■ PROBLEM SET ■
A) List the inputs that, according to the passage on real interest rates, the Cleveland Fed's model uses to calculate its estimates.
B) Carry on the passage about real interest rates, picking up after its final sentence.

■ SUPPLIED PASSAGE ■
Any rate which is lower than the inflation rate is a negative REAL rate. Negative rates are stimulative, the opposite of restrictive, which is what the Fed wants.

The question is: what is the inflation rate?

Look at the Federal Reserve and Treasury Department’s “Real Yield” rates. It makes me wonder what planet they are living on. They are living on “Planet Fed,” not planet “real economy.”

https://home.treasury.gov/resource-center/data-chart-center/…

https://fred.stlouisfed.org/series/REAINTRATREARAT10Y

According to the Fed, "The Federal Reserve Bank of Cleveland estimates the expected rate of inflation over the next 30 years along with the inflation risk premium, the real risk premium, and the real interest rate.

Their estimates are calculated with a model that uses Treasury yields, inflation data, inflation swaps, and survey-based measures of inflation expectations."

The Fed’s 10-Year Real Interest Rate in July 2022 is 1.066%. The market yield of the 10YT is 2.96%. This shows that the Fed estimates the expected rate of inflation over the next 30 years to be 2.96 minus 1.06 percent or 1.90%.

Image entries for named regions:

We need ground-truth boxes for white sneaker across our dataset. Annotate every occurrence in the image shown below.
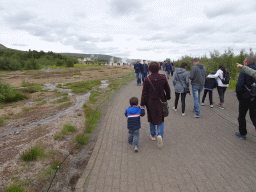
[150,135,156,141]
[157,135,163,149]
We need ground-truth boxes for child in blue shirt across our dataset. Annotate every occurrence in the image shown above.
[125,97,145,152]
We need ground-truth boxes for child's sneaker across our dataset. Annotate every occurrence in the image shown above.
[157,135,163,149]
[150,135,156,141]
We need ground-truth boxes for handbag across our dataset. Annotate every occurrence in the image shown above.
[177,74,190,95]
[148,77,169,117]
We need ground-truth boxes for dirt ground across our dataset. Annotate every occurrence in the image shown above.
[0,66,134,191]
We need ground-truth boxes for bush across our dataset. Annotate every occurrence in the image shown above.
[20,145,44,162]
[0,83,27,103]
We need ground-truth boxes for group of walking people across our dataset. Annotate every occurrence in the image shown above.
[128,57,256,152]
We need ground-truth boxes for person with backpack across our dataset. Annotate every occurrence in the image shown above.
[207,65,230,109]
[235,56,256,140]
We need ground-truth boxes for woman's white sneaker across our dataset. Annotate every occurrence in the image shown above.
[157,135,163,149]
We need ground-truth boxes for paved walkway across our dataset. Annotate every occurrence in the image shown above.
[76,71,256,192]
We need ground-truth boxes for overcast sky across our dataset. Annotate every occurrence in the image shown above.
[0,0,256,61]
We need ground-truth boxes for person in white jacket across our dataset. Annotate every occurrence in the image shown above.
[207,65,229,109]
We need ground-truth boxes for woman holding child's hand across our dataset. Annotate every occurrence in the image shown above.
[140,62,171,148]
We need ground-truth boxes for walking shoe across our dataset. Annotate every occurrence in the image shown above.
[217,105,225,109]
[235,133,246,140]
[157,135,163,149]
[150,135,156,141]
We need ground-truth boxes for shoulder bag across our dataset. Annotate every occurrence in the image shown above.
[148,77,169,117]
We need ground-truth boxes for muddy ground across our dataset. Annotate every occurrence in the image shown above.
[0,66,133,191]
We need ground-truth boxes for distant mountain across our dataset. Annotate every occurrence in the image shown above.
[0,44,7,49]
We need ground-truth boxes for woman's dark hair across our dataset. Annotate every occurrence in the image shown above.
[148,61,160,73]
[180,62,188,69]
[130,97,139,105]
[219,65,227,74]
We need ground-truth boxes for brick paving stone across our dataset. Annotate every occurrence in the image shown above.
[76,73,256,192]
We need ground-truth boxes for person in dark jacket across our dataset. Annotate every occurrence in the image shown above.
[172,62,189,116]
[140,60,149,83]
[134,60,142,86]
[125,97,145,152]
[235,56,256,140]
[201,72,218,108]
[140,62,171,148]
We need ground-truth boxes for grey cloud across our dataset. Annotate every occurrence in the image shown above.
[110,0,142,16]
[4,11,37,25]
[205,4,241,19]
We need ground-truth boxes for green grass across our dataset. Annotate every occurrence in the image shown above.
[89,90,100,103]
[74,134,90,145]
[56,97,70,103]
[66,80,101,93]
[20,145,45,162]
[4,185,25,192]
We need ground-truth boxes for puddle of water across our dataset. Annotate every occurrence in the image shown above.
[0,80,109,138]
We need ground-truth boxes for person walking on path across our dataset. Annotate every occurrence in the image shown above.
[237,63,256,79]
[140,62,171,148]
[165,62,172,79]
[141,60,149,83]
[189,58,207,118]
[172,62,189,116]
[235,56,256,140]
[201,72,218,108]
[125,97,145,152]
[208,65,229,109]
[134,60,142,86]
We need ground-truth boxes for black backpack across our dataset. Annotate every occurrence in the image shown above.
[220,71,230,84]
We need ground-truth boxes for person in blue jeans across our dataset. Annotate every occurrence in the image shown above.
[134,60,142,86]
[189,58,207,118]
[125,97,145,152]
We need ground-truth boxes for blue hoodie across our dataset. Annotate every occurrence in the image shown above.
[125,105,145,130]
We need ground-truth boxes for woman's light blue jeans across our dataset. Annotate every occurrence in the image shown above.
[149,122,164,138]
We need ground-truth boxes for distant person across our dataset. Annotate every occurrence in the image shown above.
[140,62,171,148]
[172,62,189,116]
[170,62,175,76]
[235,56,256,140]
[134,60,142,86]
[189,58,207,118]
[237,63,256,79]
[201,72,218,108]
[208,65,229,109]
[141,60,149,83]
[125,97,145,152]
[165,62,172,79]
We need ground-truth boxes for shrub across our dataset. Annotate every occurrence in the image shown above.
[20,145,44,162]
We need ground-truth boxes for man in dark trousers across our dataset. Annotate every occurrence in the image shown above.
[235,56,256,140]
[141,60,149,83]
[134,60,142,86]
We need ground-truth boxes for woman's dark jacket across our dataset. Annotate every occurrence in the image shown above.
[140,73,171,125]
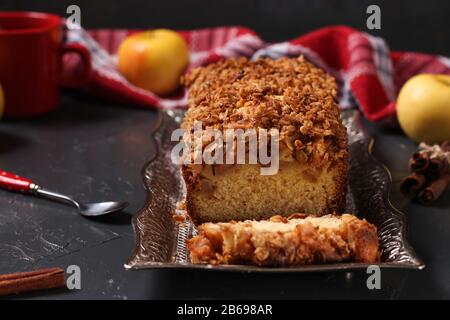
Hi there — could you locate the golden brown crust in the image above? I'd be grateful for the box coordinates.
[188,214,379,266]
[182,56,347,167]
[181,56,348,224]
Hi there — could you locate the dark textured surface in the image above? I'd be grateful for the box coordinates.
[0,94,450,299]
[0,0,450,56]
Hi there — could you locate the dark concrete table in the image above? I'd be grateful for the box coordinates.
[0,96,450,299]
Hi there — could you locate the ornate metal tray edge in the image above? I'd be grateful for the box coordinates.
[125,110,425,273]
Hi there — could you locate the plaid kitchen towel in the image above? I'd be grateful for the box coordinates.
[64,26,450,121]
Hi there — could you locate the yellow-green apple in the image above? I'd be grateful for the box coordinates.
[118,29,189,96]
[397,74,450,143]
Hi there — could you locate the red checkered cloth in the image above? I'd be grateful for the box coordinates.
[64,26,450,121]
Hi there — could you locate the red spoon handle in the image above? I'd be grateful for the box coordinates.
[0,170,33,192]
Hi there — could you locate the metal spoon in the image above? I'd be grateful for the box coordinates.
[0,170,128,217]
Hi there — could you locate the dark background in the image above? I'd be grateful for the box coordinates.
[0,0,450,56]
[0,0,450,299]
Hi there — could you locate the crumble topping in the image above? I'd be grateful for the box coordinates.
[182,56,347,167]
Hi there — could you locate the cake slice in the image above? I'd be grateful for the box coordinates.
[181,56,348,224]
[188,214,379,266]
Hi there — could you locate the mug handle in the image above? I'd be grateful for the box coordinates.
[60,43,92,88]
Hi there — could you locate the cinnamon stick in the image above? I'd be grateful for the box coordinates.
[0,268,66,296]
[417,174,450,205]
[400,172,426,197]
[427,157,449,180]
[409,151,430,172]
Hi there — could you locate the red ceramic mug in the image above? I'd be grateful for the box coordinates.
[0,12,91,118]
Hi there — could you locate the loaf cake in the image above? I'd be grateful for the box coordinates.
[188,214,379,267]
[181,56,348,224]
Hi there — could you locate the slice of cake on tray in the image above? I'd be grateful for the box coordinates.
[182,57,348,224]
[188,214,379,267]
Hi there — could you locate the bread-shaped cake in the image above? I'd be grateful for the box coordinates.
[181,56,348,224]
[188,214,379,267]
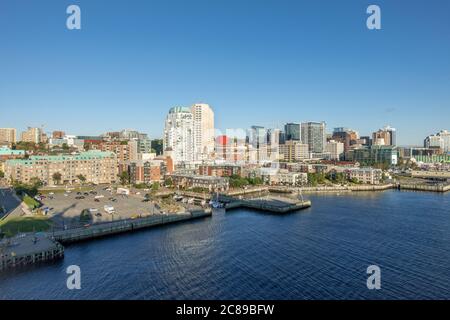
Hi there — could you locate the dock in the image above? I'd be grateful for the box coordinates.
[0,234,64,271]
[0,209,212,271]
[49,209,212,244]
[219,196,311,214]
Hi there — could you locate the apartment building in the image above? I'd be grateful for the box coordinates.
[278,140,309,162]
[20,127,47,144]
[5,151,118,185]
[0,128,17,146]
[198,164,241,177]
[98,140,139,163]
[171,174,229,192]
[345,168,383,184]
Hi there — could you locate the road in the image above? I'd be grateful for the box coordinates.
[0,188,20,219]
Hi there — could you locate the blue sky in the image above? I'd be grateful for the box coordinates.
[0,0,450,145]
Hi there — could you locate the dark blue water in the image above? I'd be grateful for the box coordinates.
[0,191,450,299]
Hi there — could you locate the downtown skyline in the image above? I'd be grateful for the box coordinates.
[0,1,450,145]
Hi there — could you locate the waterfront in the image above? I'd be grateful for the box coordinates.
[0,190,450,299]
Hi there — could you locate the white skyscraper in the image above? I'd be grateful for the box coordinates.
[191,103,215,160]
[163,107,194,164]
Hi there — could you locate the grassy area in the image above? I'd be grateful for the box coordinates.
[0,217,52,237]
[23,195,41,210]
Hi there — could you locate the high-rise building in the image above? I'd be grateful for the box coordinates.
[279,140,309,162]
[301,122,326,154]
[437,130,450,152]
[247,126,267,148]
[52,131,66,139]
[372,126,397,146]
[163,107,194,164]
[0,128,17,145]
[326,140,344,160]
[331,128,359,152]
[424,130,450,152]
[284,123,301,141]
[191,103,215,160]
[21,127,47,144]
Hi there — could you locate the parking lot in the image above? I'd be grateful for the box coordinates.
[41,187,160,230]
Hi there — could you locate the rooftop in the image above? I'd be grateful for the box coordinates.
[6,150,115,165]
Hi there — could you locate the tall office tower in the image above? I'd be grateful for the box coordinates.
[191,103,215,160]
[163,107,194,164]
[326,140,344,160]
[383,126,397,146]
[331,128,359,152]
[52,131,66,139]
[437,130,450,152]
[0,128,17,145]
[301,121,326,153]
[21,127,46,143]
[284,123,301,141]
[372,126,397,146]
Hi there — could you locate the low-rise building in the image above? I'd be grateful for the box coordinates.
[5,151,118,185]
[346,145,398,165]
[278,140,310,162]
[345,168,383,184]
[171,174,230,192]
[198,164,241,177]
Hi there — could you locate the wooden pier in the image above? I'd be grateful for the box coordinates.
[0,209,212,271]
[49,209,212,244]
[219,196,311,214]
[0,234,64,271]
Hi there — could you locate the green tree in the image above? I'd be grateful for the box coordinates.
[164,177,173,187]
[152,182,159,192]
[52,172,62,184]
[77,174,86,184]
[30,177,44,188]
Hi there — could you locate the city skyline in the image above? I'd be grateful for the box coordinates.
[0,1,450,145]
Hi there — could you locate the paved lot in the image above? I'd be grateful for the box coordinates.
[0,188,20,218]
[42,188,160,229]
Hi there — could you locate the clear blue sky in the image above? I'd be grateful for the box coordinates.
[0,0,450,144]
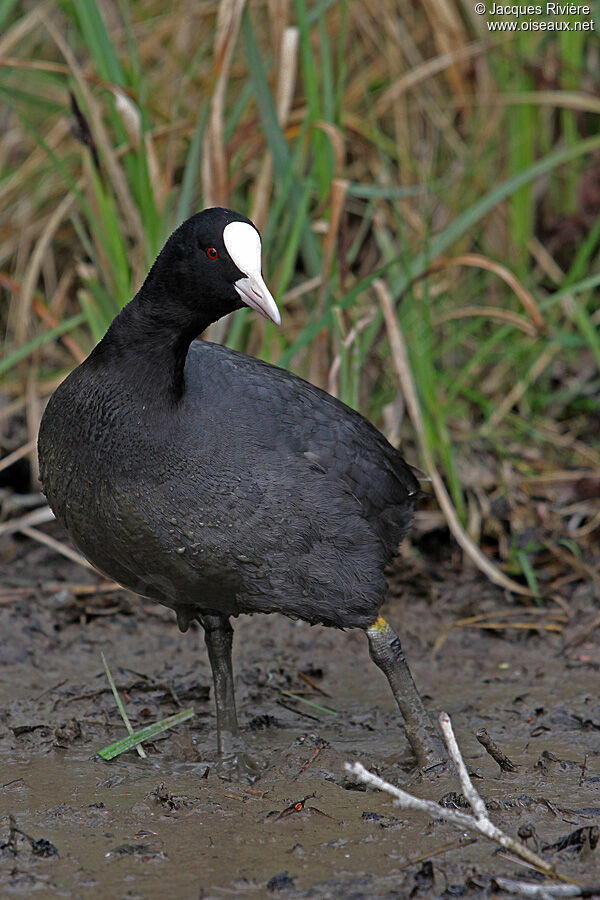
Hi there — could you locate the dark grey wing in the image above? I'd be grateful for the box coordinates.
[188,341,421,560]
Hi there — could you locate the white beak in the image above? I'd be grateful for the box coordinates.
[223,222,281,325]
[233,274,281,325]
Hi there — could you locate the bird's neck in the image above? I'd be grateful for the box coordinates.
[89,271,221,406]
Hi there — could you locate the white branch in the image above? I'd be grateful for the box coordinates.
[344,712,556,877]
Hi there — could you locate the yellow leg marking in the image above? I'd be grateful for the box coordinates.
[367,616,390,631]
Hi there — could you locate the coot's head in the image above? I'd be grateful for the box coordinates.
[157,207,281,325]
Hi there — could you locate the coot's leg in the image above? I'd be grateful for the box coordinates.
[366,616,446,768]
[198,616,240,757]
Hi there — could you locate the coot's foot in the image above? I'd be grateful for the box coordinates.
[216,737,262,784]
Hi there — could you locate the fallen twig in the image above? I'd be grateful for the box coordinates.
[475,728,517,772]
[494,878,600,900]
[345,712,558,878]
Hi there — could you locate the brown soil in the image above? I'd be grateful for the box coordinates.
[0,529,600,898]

■ TASK-BY-TASK RESULTS ■
A) Treasury yields, inflation data, inflation swaps, and survey-based measures of inflation expectations

B)
https://fred.stlouisfed.org/series/REAINTRATREARAT10Y

https://fred.stlouisfed.org/series/DGS10

The bond market’s breakeven inflation rate represents a measure of expected inflation derived from 10-Year Treasury Constant Maturity Securities (BC_10YEAR) and 10-Year Treasury Inflation-Indexed Constant Maturity Securities (TC_10YEAR). The latest value implies what market participants expect inflation to be in the next 10 years, on average. It’s 2.36%.

https://fred.stlouisfed.org/series/T10YIE

The Fed isn’t using the CPI or any other consumer inflation rate to base their moves. They are using their own long-term estimates which are far below the actual consumer inflation rate.

The Fed is being very cautious because an astronomical amount of debt was issued at negative real rates. Read the book “The Lords of Easy Money” to see how so-called “zombie” companies were loaded with debt and will default if their debt can’t be rolled over at low rates.

If you (and I) are right, the Fed’s tiptoe policy will NOT control inflation any more than it did in the 1970s.

If you think inflation will stay higher than the market expects, consider investing in I-Bonds and TIPS. I-Bonds are a sure thing at this point.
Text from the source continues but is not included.